TRY IT
Please return every line below that contains the string "handle".

**** MATERIAL SHOWN

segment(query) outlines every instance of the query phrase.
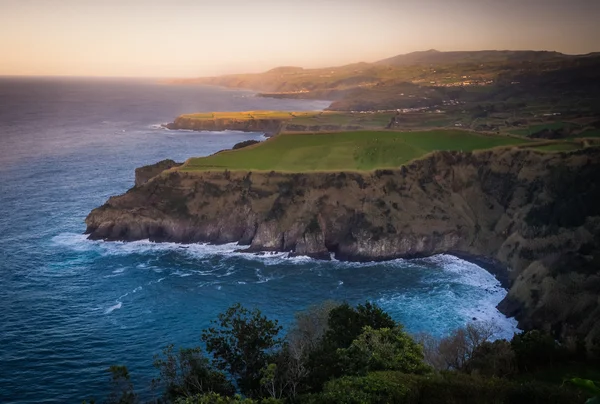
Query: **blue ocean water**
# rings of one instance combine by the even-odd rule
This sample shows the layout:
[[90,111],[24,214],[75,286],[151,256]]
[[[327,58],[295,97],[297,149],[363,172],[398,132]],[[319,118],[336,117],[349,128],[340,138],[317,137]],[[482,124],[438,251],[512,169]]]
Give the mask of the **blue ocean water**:
[[185,112],[312,110],[318,101],[151,80],[0,78],[0,402],[101,399],[127,365],[145,397],[154,354],[199,345],[235,302],[289,325],[323,300],[375,301],[411,332],[443,335],[493,319],[505,291],[451,256],[387,263],[235,253],[235,245],[108,243],[82,235],[91,209],[134,169],[214,153],[260,133],[167,131]]

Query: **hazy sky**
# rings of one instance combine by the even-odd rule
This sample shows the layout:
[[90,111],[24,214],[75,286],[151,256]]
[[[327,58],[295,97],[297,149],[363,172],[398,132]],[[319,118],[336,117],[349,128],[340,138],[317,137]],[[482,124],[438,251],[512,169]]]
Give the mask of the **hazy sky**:
[[416,50],[600,51],[600,0],[0,0],[0,75],[199,76]]

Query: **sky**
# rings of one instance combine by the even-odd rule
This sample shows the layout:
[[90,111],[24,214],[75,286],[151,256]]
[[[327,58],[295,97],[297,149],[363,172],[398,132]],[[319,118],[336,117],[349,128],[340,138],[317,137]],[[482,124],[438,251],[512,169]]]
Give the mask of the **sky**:
[[600,51],[600,0],[0,0],[0,75],[197,77],[437,49]]

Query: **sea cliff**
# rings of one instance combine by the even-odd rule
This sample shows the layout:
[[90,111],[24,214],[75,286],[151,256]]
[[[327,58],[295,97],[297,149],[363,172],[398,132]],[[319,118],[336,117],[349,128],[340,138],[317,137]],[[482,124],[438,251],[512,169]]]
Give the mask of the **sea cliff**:
[[178,116],[167,129],[186,129],[197,131],[237,130],[242,132],[263,132],[273,136],[280,132],[283,121],[280,119],[193,119],[185,115]]
[[86,218],[91,239],[239,242],[340,260],[492,263],[524,329],[600,341],[600,150],[437,152],[394,170],[170,170]]
[[[365,126],[357,124],[298,124],[289,119],[195,119],[190,116],[180,115],[171,123],[164,125],[167,129],[185,129],[195,131],[226,131],[236,130],[242,132],[262,132],[266,136],[274,136],[281,132],[323,132],[359,130]],[[380,128],[383,128],[380,125]]]

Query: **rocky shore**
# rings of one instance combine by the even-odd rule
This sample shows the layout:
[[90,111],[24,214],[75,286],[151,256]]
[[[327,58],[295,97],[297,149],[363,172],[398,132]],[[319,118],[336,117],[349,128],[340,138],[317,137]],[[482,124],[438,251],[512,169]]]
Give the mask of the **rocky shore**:
[[86,233],[350,261],[450,253],[509,287],[499,308],[521,328],[600,345],[599,174],[598,149],[516,148],[364,173],[169,170],[136,177]]

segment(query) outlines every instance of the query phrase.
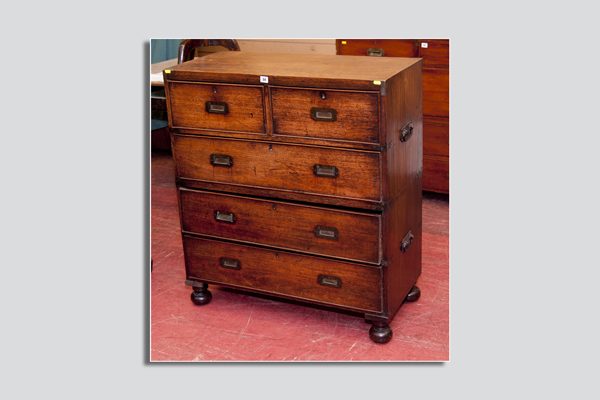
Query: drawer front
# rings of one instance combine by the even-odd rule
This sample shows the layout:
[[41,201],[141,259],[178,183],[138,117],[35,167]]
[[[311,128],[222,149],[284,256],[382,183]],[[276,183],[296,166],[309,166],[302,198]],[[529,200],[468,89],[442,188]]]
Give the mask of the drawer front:
[[381,268],[183,236],[188,279],[381,311]]
[[185,232],[372,264],[380,216],[180,189]]
[[419,48],[414,39],[338,39],[338,55],[418,57]]
[[174,128],[265,133],[261,86],[170,82]]
[[[426,45],[427,47],[423,47]],[[420,40],[420,54],[423,65],[448,66],[450,65],[450,40]]]
[[423,157],[423,190],[450,191],[450,165],[447,158]]
[[423,154],[432,156],[450,155],[450,126],[423,121]]
[[271,88],[273,133],[379,143],[378,94]]
[[449,90],[447,69],[423,68],[423,115],[449,117]]
[[182,179],[380,201],[380,153],[173,135]]

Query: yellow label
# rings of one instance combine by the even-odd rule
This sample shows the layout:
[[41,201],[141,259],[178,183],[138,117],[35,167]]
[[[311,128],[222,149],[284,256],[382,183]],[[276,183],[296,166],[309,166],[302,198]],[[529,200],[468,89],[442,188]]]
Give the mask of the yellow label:
[[165,74],[170,74],[171,70],[170,69],[165,69]]
[[373,81],[373,85],[381,85],[381,81]]
[[346,44],[346,41],[345,41],[345,40],[342,40],[342,44]]

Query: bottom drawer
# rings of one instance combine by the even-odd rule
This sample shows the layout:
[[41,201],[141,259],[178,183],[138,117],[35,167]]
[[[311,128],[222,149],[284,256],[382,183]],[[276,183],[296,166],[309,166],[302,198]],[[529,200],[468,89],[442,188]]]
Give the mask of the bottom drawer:
[[445,157],[423,157],[423,190],[450,192],[450,162]]
[[380,267],[183,236],[187,278],[382,311]]

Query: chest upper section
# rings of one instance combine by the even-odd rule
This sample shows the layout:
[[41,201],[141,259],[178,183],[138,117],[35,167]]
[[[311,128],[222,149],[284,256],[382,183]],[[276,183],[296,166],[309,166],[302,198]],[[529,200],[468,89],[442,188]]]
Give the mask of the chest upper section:
[[420,63],[215,53],[165,71],[169,124],[181,133],[377,149],[390,83]]

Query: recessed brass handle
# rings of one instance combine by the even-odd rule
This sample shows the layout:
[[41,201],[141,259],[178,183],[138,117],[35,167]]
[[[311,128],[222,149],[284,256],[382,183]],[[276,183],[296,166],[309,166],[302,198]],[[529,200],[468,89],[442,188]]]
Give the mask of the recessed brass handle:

********

YOUR RESPONSE
Query: recessed brass handle
Give the mask of the recessed brass handle:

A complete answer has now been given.